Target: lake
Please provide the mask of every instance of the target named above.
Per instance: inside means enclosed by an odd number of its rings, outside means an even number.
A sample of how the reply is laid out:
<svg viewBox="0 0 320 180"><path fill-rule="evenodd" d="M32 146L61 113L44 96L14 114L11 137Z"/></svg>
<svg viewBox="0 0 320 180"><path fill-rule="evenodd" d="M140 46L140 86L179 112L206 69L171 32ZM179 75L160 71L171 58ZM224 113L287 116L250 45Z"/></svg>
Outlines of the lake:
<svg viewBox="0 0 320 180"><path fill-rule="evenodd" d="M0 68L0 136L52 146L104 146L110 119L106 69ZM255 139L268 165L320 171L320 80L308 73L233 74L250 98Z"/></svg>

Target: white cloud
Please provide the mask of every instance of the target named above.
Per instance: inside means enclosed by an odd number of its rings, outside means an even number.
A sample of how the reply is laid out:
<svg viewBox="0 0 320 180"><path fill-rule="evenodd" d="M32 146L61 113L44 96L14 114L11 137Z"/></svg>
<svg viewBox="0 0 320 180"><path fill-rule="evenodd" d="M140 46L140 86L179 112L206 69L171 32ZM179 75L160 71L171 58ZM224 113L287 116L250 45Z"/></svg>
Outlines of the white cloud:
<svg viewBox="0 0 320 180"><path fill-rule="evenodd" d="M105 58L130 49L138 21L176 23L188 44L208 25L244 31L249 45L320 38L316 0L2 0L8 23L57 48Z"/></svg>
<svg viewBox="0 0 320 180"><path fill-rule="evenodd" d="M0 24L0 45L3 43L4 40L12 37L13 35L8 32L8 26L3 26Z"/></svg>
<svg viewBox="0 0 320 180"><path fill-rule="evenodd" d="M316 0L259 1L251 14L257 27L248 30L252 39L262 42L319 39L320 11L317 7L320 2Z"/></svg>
#####
The answer consists of the whole listing, restated exactly.

* _Solution to this exercise_
Target: lake
Please provide the mask of every instance of the target named above.
Per instance: inside means enclosed by an odd number of its rings, outside means an even number.
A sample of how the reply is laid out:
<svg viewBox="0 0 320 180"><path fill-rule="evenodd" d="M32 146L61 113L44 96L14 114L11 137Z"/></svg>
<svg viewBox="0 0 320 180"><path fill-rule="evenodd" d="M140 46L140 86L179 112L206 69L171 32ZM179 75L160 71L171 58ZM224 113L287 116L250 45Z"/></svg>
Outlines of the lake:
<svg viewBox="0 0 320 180"><path fill-rule="evenodd" d="M0 68L0 136L52 146L104 146L110 119L106 69ZM255 139L268 165L320 171L320 80L308 73L233 74L250 98Z"/></svg>

Target: white cloud
Please provide the mask of every instance of the target named above.
Per instance: inside means enclosed by an odd number of its rings, outside means an even number.
A sample of how the reply is laid out:
<svg viewBox="0 0 320 180"><path fill-rule="evenodd" d="M32 146L61 113L44 96L14 114L11 137Z"/></svg>
<svg viewBox="0 0 320 180"><path fill-rule="evenodd" d="M140 46L140 86L179 112L206 69L171 32ZM179 75L160 71L171 58ZM224 113L287 116L250 45Z"/></svg>
Outlines of the white cloud:
<svg viewBox="0 0 320 180"><path fill-rule="evenodd" d="M105 58L130 49L138 21L176 23L188 44L208 25L244 31L249 45L320 38L316 0L2 0L8 23L57 48Z"/></svg>
<svg viewBox="0 0 320 180"><path fill-rule="evenodd" d="M0 24L0 45L3 43L4 40L12 37L13 35L8 32L8 26L3 26Z"/></svg>
<svg viewBox="0 0 320 180"><path fill-rule="evenodd" d="M316 0L259 1L251 14L257 27L248 30L252 39L262 42L319 39L320 11L317 7L320 2Z"/></svg>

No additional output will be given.